What needs to be done :: Please transcribe, exactly and only, the lines of the records below from the one holding "Target: autumn forest" to the very end.
··· Dataset excerpts
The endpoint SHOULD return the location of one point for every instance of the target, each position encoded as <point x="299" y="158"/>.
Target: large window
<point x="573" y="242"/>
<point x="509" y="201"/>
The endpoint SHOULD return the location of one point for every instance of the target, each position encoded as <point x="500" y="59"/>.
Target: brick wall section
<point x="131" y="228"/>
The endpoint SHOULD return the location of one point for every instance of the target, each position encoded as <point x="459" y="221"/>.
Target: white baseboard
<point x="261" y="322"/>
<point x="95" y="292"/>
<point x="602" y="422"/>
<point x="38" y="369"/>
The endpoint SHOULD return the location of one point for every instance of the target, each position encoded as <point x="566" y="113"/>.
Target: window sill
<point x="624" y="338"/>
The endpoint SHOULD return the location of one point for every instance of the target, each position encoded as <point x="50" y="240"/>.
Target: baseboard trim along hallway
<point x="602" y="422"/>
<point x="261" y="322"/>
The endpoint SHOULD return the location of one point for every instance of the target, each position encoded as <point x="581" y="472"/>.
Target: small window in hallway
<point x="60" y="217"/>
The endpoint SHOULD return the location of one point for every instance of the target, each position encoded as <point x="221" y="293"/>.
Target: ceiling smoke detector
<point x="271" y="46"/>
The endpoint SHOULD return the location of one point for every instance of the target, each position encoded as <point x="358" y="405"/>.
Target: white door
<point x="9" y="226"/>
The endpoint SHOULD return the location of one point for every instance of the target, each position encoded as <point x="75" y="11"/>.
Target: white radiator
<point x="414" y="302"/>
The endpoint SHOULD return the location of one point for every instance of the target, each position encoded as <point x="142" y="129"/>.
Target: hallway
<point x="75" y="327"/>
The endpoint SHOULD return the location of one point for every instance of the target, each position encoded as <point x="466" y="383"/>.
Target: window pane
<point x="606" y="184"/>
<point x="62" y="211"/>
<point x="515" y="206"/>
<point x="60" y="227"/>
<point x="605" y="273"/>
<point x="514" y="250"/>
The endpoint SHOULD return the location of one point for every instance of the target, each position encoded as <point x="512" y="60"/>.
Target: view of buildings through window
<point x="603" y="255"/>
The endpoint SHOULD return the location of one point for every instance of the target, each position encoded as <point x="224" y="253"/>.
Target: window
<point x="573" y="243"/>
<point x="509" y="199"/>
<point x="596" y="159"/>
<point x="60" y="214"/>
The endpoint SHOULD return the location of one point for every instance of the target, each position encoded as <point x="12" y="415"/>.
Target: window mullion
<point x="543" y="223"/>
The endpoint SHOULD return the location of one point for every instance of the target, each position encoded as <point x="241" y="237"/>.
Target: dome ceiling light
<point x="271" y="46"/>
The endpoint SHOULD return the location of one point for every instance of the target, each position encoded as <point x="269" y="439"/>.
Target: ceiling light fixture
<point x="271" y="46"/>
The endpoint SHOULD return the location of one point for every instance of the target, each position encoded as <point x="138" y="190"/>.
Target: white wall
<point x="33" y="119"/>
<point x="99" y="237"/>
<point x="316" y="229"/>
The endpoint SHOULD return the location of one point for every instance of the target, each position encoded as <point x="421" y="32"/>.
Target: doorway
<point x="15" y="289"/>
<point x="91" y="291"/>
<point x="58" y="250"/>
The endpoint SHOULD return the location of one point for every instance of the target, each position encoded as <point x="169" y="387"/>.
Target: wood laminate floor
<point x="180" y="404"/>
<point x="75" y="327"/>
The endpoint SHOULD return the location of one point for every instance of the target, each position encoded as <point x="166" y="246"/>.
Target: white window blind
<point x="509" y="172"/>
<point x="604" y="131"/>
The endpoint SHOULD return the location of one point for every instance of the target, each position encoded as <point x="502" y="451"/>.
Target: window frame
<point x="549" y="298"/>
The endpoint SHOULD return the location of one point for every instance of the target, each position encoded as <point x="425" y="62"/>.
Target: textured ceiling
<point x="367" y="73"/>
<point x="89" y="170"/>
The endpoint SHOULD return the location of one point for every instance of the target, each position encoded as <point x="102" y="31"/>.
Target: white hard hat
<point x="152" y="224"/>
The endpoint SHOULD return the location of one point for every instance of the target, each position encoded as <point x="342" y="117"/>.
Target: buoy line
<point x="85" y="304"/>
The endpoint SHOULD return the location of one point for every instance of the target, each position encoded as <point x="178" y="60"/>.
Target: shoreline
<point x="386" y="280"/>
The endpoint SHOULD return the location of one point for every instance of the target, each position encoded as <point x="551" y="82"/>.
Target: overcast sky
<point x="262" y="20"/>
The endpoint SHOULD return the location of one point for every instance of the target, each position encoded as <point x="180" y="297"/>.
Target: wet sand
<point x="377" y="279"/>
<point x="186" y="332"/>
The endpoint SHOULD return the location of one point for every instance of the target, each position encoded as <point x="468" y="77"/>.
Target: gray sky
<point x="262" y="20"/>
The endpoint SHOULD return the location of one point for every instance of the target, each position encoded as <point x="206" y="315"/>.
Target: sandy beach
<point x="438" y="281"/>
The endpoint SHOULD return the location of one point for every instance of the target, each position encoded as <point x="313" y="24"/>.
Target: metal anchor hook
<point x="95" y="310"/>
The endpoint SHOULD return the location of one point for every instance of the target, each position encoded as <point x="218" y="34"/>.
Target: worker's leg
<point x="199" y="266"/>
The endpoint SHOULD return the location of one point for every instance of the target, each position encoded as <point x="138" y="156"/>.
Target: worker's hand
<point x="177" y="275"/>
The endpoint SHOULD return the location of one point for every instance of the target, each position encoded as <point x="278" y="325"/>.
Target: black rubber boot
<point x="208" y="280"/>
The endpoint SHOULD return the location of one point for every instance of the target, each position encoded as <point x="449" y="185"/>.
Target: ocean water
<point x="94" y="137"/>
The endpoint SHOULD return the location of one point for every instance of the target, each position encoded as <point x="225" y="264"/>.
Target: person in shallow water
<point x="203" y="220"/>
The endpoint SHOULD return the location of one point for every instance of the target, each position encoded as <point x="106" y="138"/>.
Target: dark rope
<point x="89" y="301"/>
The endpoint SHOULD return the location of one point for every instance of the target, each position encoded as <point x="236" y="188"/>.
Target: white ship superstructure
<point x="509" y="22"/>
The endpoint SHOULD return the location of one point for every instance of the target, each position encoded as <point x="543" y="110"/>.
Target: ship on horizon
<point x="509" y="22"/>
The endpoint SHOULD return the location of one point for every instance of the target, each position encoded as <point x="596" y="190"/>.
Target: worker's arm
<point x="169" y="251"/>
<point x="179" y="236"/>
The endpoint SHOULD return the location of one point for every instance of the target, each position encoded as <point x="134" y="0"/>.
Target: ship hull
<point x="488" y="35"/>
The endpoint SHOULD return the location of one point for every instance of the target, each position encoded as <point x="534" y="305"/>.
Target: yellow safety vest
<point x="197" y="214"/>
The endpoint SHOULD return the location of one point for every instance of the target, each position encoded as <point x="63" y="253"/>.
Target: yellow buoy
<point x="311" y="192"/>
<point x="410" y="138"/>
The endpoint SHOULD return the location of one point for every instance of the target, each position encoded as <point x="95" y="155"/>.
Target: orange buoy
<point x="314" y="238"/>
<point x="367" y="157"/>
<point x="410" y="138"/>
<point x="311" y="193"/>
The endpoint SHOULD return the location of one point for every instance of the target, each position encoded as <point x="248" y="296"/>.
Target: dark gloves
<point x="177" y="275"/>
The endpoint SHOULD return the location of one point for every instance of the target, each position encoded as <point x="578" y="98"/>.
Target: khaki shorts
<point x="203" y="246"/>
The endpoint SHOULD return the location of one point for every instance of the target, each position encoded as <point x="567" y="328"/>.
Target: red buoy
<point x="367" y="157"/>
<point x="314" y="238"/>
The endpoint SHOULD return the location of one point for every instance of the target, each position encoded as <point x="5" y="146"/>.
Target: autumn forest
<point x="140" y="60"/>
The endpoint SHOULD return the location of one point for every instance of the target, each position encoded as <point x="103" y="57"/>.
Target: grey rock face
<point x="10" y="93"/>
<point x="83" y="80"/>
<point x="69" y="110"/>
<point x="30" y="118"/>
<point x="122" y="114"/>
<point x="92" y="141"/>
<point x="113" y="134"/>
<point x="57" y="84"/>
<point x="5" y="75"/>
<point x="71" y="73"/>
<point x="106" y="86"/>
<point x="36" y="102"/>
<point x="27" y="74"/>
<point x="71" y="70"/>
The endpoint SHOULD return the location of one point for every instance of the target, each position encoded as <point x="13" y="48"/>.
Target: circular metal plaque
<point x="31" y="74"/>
······
Exercise response ::
Target: autumn forest
<point x="140" y="60"/>
The endpoint SHOULD return the location of one point for every instance of the target, each position encoded as <point x="103" y="57"/>.
Target: grey rock face
<point x="10" y="93"/>
<point x="83" y="80"/>
<point x="69" y="110"/>
<point x="30" y="118"/>
<point x="122" y="114"/>
<point x="92" y="141"/>
<point x="113" y="134"/>
<point x="57" y="84"/>
<point x="5" y="75"/>
<point x="71" y="73"/>
<point x="106" y="86"/>
<point x="36" y="102"/>
<point x="27" y="74"/>
<point x="71" y="70"/>
The endpoint SHOULD return the location of one point for every instance of the target, each position encoded as <point x="13" y="48"/>.
Target: circular metal plaque
<point x="31" y="74"/>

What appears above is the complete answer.